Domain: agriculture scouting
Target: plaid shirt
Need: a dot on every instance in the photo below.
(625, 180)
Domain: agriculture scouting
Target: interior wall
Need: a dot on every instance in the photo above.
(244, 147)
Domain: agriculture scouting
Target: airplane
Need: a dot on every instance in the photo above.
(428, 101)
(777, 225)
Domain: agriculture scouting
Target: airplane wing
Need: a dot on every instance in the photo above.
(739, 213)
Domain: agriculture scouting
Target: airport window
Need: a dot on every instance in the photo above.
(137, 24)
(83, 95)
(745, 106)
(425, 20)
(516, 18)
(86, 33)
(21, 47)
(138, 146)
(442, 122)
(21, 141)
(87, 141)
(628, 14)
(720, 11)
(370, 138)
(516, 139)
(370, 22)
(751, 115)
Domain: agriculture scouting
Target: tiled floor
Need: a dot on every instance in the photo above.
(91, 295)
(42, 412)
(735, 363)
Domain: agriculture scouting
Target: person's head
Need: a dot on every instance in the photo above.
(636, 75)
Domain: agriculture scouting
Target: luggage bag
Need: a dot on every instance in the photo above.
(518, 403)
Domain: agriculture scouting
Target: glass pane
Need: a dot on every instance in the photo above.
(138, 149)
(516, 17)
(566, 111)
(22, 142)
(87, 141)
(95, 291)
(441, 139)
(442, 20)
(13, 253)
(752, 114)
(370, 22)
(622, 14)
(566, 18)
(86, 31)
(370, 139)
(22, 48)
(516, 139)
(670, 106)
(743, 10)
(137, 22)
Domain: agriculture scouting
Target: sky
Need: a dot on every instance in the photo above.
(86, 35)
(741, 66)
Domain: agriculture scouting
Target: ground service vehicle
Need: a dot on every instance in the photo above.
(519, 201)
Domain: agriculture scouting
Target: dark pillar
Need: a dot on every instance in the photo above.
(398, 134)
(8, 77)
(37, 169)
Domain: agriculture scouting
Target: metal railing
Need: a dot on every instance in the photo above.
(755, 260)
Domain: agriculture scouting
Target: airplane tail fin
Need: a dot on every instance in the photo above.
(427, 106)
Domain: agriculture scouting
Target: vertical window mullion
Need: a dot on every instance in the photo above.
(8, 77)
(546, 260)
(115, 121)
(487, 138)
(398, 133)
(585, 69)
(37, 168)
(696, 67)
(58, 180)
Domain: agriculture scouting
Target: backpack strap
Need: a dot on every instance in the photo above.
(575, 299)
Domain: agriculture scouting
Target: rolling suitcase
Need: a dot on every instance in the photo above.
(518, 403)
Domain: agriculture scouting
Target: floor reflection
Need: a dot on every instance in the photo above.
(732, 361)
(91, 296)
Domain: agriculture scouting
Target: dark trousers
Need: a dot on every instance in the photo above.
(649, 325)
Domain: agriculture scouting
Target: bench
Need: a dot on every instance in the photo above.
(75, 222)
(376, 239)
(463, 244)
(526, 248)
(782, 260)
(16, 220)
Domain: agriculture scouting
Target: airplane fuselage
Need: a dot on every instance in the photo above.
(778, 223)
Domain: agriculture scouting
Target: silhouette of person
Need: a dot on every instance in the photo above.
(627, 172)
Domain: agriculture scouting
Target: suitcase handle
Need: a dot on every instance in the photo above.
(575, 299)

----------

== EXERCISE DIRECTIONS ==
Copy each line of the data that includes the word "floor".

== TASK RESULT ==
Target: tiled floor
Target: floor reflection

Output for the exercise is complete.